#### [Prompt]
Copy the data below exactly, omitting any picture it contains.

#### [Data excerpts]
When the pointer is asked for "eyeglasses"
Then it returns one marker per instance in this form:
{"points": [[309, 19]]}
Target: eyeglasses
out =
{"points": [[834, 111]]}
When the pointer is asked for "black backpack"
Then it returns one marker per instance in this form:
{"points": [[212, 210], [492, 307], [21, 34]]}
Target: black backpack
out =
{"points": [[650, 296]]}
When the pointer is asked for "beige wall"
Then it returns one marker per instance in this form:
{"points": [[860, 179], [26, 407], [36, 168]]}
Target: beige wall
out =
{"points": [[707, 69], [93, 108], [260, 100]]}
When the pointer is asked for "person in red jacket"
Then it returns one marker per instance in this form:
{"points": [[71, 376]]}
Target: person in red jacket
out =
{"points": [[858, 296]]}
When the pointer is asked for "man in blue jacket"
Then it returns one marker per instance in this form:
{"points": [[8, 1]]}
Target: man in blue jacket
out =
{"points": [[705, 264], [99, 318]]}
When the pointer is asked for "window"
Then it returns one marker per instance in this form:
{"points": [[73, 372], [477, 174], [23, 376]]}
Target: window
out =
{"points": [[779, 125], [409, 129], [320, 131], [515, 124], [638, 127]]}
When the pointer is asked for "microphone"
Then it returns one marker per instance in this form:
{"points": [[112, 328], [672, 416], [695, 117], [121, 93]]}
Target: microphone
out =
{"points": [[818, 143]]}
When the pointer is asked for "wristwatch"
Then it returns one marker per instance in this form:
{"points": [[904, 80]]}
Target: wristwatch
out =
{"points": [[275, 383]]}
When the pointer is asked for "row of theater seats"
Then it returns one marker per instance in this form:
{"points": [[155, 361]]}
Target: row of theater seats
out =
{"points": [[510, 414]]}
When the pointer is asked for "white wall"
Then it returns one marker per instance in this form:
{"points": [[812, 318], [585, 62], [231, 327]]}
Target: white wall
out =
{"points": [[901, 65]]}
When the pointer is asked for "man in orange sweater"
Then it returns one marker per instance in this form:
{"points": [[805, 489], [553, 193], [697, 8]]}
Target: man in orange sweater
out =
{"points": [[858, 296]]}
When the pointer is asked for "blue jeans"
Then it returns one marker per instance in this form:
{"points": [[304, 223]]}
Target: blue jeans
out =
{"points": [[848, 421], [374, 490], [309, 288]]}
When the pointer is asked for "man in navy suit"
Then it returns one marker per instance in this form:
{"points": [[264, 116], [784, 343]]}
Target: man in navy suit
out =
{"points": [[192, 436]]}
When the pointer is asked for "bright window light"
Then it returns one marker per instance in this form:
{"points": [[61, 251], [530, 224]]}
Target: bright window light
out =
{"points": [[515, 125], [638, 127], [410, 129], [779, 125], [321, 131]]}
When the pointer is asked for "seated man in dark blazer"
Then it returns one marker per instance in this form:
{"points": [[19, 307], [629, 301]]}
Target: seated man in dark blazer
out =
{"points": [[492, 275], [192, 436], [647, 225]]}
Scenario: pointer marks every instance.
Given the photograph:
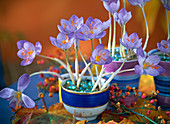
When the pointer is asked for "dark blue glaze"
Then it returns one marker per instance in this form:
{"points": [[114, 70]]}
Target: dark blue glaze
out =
{"points": [[84, 100]]}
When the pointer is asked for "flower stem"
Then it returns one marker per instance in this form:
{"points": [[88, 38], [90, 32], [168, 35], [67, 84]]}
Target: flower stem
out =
{"points": [[147, 30], [90, 72], [55, 59], [82, 73], [69, 69], [110, 34], [98, 79], [47, 72], [114, 39], [92, 44], [105, 74], [76, 64], [167, 23], [113, 75], [122, 49], [124, 3]]}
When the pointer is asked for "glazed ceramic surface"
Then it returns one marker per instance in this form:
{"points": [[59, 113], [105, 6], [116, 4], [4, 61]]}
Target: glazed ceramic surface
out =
{"points": [[162, 83], [85, 106]]}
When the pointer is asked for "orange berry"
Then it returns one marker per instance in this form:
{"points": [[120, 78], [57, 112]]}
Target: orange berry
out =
{"points": [[50, 95]]}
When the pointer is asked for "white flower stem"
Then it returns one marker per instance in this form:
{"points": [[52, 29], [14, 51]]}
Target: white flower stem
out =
{"points": [[114, 39], [124, 3], [92, 44], [100, 41], [167, 23], [147, 29], [82, 73], [113, 75], [98, 79], [76, 64], [55, 59], [69, 69], [122, 49], [97, 74], [105, 74], [47, 72], [110, 34], [90, 72]]}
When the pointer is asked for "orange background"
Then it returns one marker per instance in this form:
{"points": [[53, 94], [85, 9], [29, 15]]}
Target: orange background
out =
{"points": [[36, 20]]}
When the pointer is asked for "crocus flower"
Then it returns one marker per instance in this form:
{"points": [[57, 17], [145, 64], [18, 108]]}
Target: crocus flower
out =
{"points": [[164, 46], [62, 41], [122, 17], [111, 5], [139, 3], [71, 26], [17, 98], [166, 4], [100, 55], [149, 65], [131, 42], [27, 51], [93, 29]]}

#### [Correct answer]
When the pointer is asked for "eyeglasses"
Then it returns one marker per instance in this form:
{"points": [[309, 19]]}
Target: eyeglasses
out =
{"points": [[834, 111]]}
When the pointer is asked for "black backpack"
Then it returns one marker per instance in this form:
{"points": [[212, 210], [492, 307], [21, 34]]}
Target: black backpack
out =
{"points": [[650, 296]]}
When the pointer is asked for "beige wall"
Then it returns one marker per instance in this form:
{"points": [[860, 179], [26, 407], [36, 168]]}
Target: beige wall
out =
{"points": [[707, 69], [93, 108], [260, 100]]}
When the pointer is asked for "person in red jacket"
Then it returns one marker per instance in this form:
{"points": [[71, 376]]}
Target: person in red jacket
out =
{"points": [[858, 296]]}
When the pointer is asked for "man in blue jacket"
Then it returns one marker per instance in this form:
{"points": [[8, 1]]}
Target: man in blue jacket
out =
{"points": [[705, 264], [99, 318]]}
When the pointer is asked for "window"
Then it returns one marker per instance in this form:
{"points": [[73, 372], [477, 174], [23, 376]]}
Target: window
out =
{"points": [[779, 125], [409, 129], [320, 131], [515, 124], [638, 127]]}
When the pointer is asked for "microphone"
Then it returns one marker per instance in this form:
{"points": [[112, 328], [672, 416], [695, 117], [121, 93]]}
Target: microphone
out =
{"points": [[818, 143]]}
When the pointer is asked for "wristwatch"
Then it returns one marker per instance in this form:
{"points": [[904, 80]]}
Target: wristwatch
out =
{"points": [[275, 383]]}
When the pointer is asked for "row of theater seats"
Then it returns one marker per instance in this form:
{"points": [[155, 361]]}
Target: row of theater seats
out =
{"points": [[510, 414]]}
When the pointer is asked for "white wall"
Then it returns one marker per instance in this form:
{"points": [[812, 318], [585, 62], [231, 327]]}
Target: white wall
out =
{"points": [[901, 65]]}
When the pointer is asked for "man in orange sweater"
Then it returns one marker per instance in this form:
{"points": [[805, 489], [553, 193], [697, 8]]}
Target: man in orange sweater
out =
{"points": [[858, 296]]}
When the pointer is asked for "blue jeans"
Then it returns one marker per instance in this form:
{"points": [[304, 223]]}
Target: blue jeans
out =
{"points": [[848, 421], [374, 490], [309, 288]]}
When the pointer is asked for "man in navy suit"
Then it returns one marker per instance in this form:
{"points": [[264, 116], [784, 343]]}
Target: man in navy suit
out =
{"points": [[192, 436]]}
When the pointer is asked for "bright window light"
Then it returns one marker per instance in this form:
{"points": [[61, 251], [530, 224]]}
Target: bright window light
out =
{"points": [[515, 125], [638, 127], [410, 129], [779, 125], [321, 131]]}
When the pointer is asked for "seated man in dark blazer"
Then it returns one marker per instance in this form:
{"points": [[19, 307], [629, 301]]}
Target: seated man in dark blazer
out =
{"points": [[492, 275], [192, 436], [647, 225]]}
Scenario: pointer marks every instance.
Given the photograph:
When the pointer is asked for "dark blue glaze"
Then it returns one marker per instance in this form:
{"points": [[114, 70]]}
Target: dark blue glaze
out =
{"points": [[84, 100]]}
When the pointer is asked for "flower stem"
Then it returns one marker per instance in this form:
{"points": [[88, 38], [90, 32], [168, 35], [67, 84]]}
Target: flower stem
out =
{"points": [[147, 30], [90, 72], [55, 59], [82, 73], [69, 69], [110, 34], [98, 79], [47, 72], [114, 39], [92, 44], [105, 74], [76, 64], [167, 23], [113, 75], [122, 49], [124, 3]]}
When the pointer is asked for "glazed ceramic surface"
Then it returns one marker per instance in this form:
{"points": [[59, 113], [105, 6], [116, 4], [4, 61]]}
Target: glazed ceramic surface
out =
{"points": [[162, 83], [85, 106]]}
When the pointer is asked for "orange berry"
Then it returns one marker per instance in this form:
{"points": [[120, 78], [57, 112]]}
Target: orange berry
out =
{"points": [[50, 95]]}
When the pointer is asked for "white flower stem"
Then it returns one marker per instance in this form:
{"points": [[52, 29], [14, 51]]}
Target: white flower stem
out =
{"points": [[114, 39], [124, 3], [92, 44], [100, 41], [167, 23], [147, 29], [82, 73], [113, 75], [98, 79], [76, 64], [55, 59], [69, 69], [122, 49], [97, 74], [105, 74], [47, 72], [110, 34], [90, 72]]}
When the pointer is asked for "orange background"
Then it returns one marker per instance in this form:
{"points": [[53, 94], [85, 9], [29, 15]]}
Target: orange background
out =
{"points": [[36, 20]]}
When the pointer is asked for "crocus flower"
Then it returns one marker per instance in this form:
{"points": [[57, 17], [145, 64], [18, 108]]}
Target: crocus flower
out =
{"points": [[164, 46], [62, 41], [122, 17], [111, 5], [139, 3], [71, 26], [17, 98], [166, 4], [100, 55], [149, 65], [131, 42], [27, 51], [93, 29]]}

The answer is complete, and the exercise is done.